▸ **Data shown**:
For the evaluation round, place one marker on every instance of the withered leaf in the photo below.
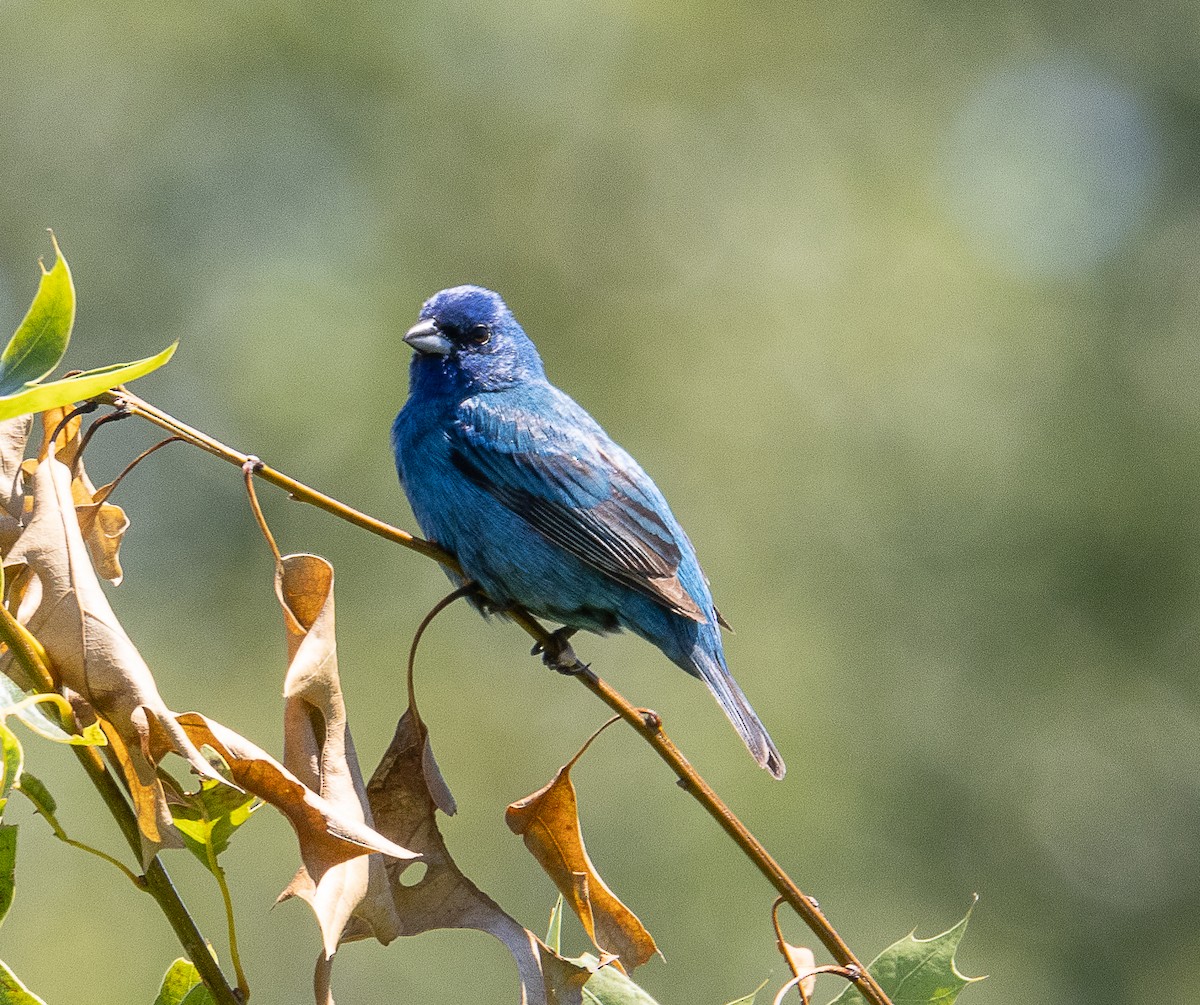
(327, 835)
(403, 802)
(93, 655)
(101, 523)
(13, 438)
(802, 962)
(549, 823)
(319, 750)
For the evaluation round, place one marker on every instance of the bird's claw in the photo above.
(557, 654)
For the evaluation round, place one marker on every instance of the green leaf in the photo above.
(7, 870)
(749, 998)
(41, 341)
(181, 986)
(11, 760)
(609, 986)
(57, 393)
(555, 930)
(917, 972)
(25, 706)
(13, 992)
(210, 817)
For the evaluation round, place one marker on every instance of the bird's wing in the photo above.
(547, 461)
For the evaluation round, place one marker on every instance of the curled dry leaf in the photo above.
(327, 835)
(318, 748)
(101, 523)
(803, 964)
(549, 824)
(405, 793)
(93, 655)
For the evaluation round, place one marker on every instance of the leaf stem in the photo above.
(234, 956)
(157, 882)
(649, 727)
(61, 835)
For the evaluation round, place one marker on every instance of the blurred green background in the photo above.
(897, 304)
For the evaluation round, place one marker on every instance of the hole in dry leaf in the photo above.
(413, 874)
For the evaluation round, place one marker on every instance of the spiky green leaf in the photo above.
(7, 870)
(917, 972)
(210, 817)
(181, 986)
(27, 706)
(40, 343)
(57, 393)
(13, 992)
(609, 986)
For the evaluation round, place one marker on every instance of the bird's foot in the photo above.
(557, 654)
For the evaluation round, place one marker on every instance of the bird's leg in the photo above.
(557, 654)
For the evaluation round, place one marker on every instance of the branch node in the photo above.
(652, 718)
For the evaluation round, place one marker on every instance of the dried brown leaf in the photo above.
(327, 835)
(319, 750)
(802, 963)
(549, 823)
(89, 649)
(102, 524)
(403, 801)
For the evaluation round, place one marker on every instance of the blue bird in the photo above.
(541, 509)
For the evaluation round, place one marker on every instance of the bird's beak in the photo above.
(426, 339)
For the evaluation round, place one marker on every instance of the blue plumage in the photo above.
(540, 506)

▸ **Given instruction**:
Rescale the items starting at the line that contains "brown leaf in the photo above." and ending at the last item, writing out every line again with the requests included. Multiply each coordinate in the answers by 1.65 and round it to a whole number, rounding halves up.

▸ **Finished task**:
For the evaluation round, place one marker on every instance of the dried brown leaf in the photo above.
(540, 1378)
(526, 1238)
(1323, 1589)
(906, 1358)
(147, 1071)
(168, 865)
(665, 1322)
For the evaluation round, place one marker on every instance of the blue bird in the photo above.
(893, 840)
For the evaluation round, place one marker on every instance of the bird's beak in the photo above.
(703, 559)
For the evaluation round, place one marker on every instance of the blue plumage in the photo above.
(891, 835)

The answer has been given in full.